**Work order 1**
According to the text on parametric deformable models, why are dynamic models valuable for medical image analysis?
**Work order 2**
Continue the text on parametric deformable models from its last sentence.

A good survey on deformable models and their applications can be found in [10, 11]. Recent contributions on parametric deformable models have appeared in the papers [12, 13]. On the general topic of numerical methods applied in medical imaging, the recent papers [14, 15] must be mentioned.

In this paper, we deal with the deformable parametric models. The basic goal of the theory of parametric deformable models is to determine the energy-minimizing 2D or 3D models, namely, the curves or surfaces which minimize the corresponding energy functional. Two approaches will point out in order to obtain the optimal model. The first approach is based on the Euler-Lagrange-Poisson (ELP) and Euler-Gauss-Ostrogradski (EGO) equations of Calculus of Variations in order to minimize the energy-functional. The second one (the classical approach) consists of using reconstruction methods, such as the interpolation of the sparse data extracted from the image, in order to obtain a representation of the original data. In what follows we develop methods and techniques related to the first approach. Generally, the energy-functional is not convex, so it may have many local minimum. On the other hand, the analytic solution of (ELP) equation has a complicated form or it is inaccessible explicitly. Therefore, a practical and strong approach for finding local minimum of the energy functional is to construct a dynamic system that is governed by the energy functional and allow the system to evolve to the equilibrium state. Dynamic models are valuable for medical image analysis, because most anatomical structures are deformable and continually undergo nonrigid motion “in vivo.” In fact, the user is interested to find a good 2D or 3D contour in a given area. Consequently, a rough prior estimation of the 2D or 3D model is provided, then this initial model undergoes a deformation until reaching a local minimum of the energy functional. This deformation process can be achieved in one of the following ways:

in a Hamiltonian-type approach, by performing a strictly decreasing energy path, for example, via dynamic programming methods [16, 17];

in a Lagrange-type approach, by applying the mechanical principles of Lagrange [3, 18];

by using a friction force, in order to constrain the displacement of the snake [5];

by using the (ELP) evolution equation, associated to the initial (ELP) equation [19].

**Listed records**
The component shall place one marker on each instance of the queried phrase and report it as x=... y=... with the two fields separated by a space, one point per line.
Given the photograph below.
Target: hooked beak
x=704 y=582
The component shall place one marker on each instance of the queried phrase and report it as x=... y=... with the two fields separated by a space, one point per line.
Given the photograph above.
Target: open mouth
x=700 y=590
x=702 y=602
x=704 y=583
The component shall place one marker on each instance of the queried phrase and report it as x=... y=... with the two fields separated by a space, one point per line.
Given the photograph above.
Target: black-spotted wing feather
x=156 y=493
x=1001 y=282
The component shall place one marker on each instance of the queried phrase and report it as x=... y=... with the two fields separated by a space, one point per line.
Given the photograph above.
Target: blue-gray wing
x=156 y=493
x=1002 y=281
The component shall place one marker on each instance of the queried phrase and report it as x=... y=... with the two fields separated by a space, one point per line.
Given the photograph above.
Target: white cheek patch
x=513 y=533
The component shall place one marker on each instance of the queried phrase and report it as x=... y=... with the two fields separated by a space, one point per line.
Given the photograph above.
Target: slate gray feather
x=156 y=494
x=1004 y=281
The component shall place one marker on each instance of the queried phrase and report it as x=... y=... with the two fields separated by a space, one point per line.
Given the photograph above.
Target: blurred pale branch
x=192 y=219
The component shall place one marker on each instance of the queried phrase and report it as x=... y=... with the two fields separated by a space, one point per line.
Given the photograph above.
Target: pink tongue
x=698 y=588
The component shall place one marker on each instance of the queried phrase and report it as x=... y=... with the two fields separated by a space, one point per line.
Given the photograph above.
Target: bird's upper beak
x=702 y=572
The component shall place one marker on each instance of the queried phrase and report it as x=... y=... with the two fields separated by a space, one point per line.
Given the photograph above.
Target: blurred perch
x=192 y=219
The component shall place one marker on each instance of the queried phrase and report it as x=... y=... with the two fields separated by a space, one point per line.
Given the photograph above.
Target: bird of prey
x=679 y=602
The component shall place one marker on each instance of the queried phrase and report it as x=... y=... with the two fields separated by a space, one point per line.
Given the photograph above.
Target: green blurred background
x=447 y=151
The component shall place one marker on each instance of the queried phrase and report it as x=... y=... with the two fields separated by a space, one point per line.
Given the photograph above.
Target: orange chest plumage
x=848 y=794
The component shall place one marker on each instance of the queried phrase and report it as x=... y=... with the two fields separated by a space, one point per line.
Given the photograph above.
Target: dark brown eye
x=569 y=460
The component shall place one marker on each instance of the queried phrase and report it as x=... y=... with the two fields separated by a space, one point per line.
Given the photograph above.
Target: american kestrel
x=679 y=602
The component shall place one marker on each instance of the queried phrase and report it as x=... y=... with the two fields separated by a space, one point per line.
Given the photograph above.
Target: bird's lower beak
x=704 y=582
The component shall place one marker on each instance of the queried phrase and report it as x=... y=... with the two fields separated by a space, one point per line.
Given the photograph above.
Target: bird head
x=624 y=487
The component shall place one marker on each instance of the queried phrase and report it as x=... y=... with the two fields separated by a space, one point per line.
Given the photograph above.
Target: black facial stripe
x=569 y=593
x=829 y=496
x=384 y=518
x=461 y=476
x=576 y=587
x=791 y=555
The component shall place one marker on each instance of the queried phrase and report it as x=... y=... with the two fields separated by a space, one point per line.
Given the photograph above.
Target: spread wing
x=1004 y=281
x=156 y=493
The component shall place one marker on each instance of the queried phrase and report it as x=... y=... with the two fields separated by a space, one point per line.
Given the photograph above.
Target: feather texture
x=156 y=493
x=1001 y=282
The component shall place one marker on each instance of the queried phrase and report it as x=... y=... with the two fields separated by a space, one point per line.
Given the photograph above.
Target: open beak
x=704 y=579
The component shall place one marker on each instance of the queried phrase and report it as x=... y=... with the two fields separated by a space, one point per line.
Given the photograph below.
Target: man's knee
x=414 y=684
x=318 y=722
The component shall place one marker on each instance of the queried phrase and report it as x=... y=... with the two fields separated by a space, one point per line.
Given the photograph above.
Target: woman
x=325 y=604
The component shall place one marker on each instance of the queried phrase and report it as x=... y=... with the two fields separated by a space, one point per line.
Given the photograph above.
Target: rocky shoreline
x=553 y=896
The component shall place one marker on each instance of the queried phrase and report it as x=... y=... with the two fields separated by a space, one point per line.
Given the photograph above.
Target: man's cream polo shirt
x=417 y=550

**Answer box 1**
Most anatomical structures are deformable and continually undergo nonrigid motion "in vivo."

**Answer box 2**
In this paper, we shall adopt the method of the evolution equation. So, a prior estimation of the deformable surface is provided, then it is refined step by step, based on the (EGO) equation and using discretization methods.

The paper outline is as follows. The next section is devoted to present 2D and 3D energy-minimizing models, both in their static and dynamic forms. The method for reducing the 3D problem to a 2D modeling is also pointed out, in order to minimize the computational costs of the numerical methods. The third section contains the main theoretical result of the paper. Based on finite difference schemes of explicit type, we derive an (ELP) algorithm for obtaining an energy-minimizing snake in its approximated form, then we estimate its approximation error and we discuss its consistency, convergence, and stability. The last section deals with the behaviour of prosthetic surgical methods and prosthetic medical materials, based on Software tools, which implement the iterative methods developed in the previous sections.

2. Energy-Minimizing Models

2.1. Energy-Minimizing Snakes (2D Models)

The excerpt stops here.